--- SET PROBLEM ---
In the rows below, replace "Reviewer note" with "Annotator note" and change nothing else. Leave the pictures out of your answer.

* start *

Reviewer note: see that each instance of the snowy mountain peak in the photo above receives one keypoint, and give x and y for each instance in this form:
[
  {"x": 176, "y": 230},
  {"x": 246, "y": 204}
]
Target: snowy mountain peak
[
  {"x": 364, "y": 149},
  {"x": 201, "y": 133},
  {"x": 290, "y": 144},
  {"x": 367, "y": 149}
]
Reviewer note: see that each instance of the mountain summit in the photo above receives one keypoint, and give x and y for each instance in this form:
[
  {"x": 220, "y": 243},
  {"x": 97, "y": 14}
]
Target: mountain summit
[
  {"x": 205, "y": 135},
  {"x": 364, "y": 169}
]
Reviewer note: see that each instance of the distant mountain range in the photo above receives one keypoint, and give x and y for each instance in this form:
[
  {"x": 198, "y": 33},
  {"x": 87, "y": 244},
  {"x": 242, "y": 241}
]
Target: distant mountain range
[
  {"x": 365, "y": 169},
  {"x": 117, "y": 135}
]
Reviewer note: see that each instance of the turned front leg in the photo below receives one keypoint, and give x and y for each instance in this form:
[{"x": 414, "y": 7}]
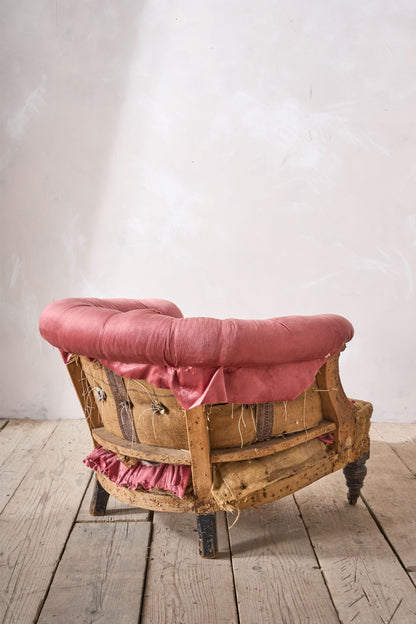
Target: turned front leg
[
  {"x": 99, "y": 500},
  {"x": 354, "y": 475}
]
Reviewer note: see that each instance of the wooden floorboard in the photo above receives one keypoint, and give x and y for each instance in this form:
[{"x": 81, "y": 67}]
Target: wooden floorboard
[
  {"x": 367, "y": 582},
  {"x": 401, "y": 438},
  {"x": 319, "y": 561},
  {"x": 35, "y": 524},
  {"x": 181, "y": 586},
  {"x": 101, "y": 575},
  {"x": 277, "y": 576},
  {"x": 21, "y": 443},
  {"x": 390, "y": 493}
]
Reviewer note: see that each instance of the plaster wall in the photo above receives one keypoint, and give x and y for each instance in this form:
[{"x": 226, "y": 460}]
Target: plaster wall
[{"x": 240, "y": 158}]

* end *

--- WRITTEN ANSWER ---
Annotator note: see that each instance of the snowy mountain peak in the photo above receives one keypoint, and give x and y for each instance in this form:
[
  {"x": 176, "y": 230},
  {"x": 246, "y": 204}
]
Target: snowy mountain peak
[
  {"x": 364, "y": 149},
  {"x": 201, "y": 133},
  {"x": 290, "y": 144},
  {"x": 367, "y": 149}
]
Annotator note: see that each instance of the mountain summit in the photo above receives one keypoint, and give x and y for each instance in this form:
[
  {"x": 220, "y": 243},
  {"x": 97, "y": 14}
]
Target: mountain summit
[
  {"x": 205, "y": 135},
  {"x": 364, "y": 169}
]
Annotator note: see that each instance of the distant mountain range in the photo above receives one keypoint, and give x and y for each instance in this form:
[
  {"x": 198, "y": 33},
  {"x": 87, "y": 244},
  {"x": 242, "y": 241}
]
Target: distant mountain range
[
  {"x": 365, "y": 169},
  {"x": 117, "y": 135}
]
Annotator note: see that each instance of the turned front leg in the photo below receives one keypoint, and give x and y for each instance in this form:
[{"x": 414, "y": 7}]
Target: turned front leg
[
  {"x": 99, "y": 500},
  {"x": 354, "y": 475}
]
Annotator note: see that each instance of the wooden floorboard in the photo above receives one keypoint, and give x and y for each instance in this form:
[{"x": 81, "y": 67}]
Target: wooden floorboard
[
  {"x": 367, "y": 582},
  {"x": 401, "y": 438},
  {"x": 319, "y": 561},
  {"x": 35, "y": 524},
  {"x": 181, "y": 586},
  {"x": 101, "y": 575},
  {"x": 277, "y": 576},
  {"x": 21, "y": 443},
  {"x": 390, "y": 493}
]
Annotator note: see that each instance of the plaster wall in the photo above receives one keypoint, and give x and y for each instance in this form:
[{"x": 226, "y": 460}]
Target: plaster wall
[{"x": 240, "y": 158}]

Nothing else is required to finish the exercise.